## DIRECTIONS
What is needed is an exact repeat of the lines from the line containing "Would you mind marking the white stucco" through the final line of the entries below, and nothing else.

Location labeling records
--- START ---
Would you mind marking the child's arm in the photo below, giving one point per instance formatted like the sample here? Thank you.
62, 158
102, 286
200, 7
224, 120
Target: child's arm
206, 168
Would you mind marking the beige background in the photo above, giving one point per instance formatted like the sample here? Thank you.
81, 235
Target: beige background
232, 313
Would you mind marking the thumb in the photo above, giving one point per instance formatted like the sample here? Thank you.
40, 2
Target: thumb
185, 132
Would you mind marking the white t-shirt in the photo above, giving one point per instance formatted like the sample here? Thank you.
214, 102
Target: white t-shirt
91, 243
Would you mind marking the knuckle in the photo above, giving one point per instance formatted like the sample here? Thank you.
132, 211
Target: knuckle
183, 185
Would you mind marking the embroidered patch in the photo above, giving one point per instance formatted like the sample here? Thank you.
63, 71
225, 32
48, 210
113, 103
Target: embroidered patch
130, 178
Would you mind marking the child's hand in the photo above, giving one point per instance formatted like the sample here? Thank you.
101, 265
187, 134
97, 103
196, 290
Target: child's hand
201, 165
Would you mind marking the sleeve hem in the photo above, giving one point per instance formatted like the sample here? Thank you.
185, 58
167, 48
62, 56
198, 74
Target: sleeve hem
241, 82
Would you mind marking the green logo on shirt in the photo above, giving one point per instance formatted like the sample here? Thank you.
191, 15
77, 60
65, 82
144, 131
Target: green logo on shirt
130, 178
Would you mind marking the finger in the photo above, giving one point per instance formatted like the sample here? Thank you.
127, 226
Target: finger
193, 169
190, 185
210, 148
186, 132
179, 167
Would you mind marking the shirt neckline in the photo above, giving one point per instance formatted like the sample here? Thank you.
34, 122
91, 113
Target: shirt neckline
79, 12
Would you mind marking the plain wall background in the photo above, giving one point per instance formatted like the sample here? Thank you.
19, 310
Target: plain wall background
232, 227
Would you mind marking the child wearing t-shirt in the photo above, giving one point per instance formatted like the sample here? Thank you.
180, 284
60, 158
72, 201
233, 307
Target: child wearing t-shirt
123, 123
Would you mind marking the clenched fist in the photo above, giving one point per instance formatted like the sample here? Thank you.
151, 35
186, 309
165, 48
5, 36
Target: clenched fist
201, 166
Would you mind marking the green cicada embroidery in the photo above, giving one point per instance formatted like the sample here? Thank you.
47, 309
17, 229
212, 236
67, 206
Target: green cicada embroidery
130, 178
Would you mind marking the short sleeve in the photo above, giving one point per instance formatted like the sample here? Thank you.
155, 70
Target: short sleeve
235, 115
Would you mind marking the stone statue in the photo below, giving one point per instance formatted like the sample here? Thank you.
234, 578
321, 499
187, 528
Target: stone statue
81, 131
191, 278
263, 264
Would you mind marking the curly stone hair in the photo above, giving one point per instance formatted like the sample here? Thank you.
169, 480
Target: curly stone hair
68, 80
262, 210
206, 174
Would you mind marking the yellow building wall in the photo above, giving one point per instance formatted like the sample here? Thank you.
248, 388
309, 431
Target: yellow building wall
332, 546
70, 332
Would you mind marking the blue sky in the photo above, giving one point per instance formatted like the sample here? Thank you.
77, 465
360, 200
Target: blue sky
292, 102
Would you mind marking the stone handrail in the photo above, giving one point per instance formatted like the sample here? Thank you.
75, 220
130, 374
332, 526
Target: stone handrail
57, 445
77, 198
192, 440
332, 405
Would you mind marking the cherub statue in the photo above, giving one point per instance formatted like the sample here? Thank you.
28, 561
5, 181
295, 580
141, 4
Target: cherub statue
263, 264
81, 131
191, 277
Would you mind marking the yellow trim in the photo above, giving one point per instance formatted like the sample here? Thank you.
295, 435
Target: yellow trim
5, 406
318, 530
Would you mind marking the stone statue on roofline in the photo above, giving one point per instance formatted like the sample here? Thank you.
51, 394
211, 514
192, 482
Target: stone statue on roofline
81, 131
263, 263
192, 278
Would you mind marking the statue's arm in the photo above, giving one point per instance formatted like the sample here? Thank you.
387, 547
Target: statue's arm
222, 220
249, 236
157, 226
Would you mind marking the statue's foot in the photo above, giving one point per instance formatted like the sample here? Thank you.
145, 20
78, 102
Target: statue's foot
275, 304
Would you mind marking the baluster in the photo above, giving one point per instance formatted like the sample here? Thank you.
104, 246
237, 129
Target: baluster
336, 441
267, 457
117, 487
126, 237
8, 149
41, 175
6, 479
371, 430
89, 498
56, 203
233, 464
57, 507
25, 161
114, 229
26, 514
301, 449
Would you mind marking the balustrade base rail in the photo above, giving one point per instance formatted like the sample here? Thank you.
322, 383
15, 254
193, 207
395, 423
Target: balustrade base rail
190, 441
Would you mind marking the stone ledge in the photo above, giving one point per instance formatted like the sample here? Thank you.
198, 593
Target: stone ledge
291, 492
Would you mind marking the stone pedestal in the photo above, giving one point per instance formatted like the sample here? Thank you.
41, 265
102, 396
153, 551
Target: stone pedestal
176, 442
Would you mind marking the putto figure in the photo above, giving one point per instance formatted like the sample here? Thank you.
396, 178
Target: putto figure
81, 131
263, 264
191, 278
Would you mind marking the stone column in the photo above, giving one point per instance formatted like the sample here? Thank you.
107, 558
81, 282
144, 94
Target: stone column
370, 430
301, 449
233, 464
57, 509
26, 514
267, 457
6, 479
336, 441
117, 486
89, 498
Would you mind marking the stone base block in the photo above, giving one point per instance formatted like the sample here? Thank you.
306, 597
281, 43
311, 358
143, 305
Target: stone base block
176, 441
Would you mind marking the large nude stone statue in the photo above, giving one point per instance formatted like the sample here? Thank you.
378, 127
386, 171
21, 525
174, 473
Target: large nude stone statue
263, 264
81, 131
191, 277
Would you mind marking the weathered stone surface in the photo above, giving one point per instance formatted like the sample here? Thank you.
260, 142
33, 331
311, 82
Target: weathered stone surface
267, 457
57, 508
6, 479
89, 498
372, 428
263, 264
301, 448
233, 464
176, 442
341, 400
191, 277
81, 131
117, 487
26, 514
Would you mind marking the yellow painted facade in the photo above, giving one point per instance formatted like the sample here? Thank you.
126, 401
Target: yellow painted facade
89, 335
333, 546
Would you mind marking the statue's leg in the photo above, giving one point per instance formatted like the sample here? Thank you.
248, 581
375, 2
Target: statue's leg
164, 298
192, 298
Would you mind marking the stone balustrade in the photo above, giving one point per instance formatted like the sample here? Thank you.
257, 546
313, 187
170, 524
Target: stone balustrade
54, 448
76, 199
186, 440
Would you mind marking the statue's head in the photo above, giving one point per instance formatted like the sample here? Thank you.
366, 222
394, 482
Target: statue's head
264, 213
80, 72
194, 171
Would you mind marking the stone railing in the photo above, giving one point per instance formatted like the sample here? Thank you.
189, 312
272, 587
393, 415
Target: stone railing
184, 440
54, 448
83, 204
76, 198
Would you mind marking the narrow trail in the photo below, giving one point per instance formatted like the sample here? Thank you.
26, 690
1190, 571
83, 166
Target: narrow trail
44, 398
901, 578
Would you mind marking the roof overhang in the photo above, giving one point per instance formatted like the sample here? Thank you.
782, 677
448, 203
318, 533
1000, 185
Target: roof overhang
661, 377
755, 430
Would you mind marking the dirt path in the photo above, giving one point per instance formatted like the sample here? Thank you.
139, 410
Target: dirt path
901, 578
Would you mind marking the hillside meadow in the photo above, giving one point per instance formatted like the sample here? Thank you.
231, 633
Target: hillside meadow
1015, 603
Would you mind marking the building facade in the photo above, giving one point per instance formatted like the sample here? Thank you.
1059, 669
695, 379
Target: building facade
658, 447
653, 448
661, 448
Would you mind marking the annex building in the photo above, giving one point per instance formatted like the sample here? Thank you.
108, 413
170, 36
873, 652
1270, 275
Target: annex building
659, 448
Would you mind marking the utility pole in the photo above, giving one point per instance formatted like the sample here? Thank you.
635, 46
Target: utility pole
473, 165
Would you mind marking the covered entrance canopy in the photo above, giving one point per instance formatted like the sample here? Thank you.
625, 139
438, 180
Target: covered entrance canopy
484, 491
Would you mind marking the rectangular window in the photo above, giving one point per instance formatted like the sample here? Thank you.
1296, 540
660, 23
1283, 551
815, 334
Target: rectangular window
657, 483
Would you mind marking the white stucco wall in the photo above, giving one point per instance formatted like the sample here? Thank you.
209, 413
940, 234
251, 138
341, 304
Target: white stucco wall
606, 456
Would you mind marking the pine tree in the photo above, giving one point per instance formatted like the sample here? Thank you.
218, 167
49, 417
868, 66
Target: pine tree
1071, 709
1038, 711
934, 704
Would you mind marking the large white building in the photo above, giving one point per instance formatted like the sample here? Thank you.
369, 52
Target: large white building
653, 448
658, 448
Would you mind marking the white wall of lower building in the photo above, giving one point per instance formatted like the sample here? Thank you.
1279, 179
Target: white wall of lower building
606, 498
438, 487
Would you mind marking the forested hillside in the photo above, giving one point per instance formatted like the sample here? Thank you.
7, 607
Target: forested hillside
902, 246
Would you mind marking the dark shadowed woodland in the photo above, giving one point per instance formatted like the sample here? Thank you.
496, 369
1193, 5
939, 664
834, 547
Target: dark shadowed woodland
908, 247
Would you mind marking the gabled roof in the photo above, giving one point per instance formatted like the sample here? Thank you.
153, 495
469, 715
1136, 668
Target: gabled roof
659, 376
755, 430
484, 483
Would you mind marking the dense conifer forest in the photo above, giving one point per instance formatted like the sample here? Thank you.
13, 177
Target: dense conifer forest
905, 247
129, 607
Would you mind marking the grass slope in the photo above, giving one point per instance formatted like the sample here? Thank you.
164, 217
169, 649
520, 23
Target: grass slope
--- END ---
## OUTPUT BELOW
Would you mind marking the white stucco wall in the photo above, giving one point per instance formatted like the sample here? Thank you.
209, 413
940, 234
251, 138
341, 304
Target: white stucco wall
606, 456
Would you mind marking the pine tree in the photo above, giving one point per instance formatted like the sample here? Thank you.
218, 167
49, 417
868, 66
Target: pine tree
1071, 709
1038, 711
934, 704
Would you mind marking the large white building in the photo above, giving one point per instance formatted like the sample here? Thank you.
369, 52
Target: large white building
653, 448
658, 448
Would you mind marking the white wall of lower building in the photo above, giving one point per instance formatted like the sample here? Thank you.
1279, 179
Target: white wall of lower building
606, 498
438, 487
Would you mind marking the forested hillside in the photo above, giving one point per instance formatted like the sample here? Thank you.
7, 607
Target: forested hillside
902, 246
Would you mind marking the dark shadowed woodland in the photo above, giving one point per instance formatted like the sample here? Thank you.
496, 369
1193, 5
939, 664
834, 547
Target: dark shadowed woodland
908, 247
Would you mind marking the gabled roof in the photo above, giving one point per instance formatted like the sample here? Thank you.
153, 495
469, 715
1136, 668
Target: gabled roof
659, 376
755, 430
484, 483
Would you mind marking the dense conifer forest in the photo above, giving one point per instance formatted like the sample here? Thank you.
13, 177
Target: dense conifer forest
905, 247
129, 607
Would you mind marking the grass slope in the photo above, giving one point per instance formatted like the sample here? Thank you.
164, 217
169, 649
520, 23
Target: grass slope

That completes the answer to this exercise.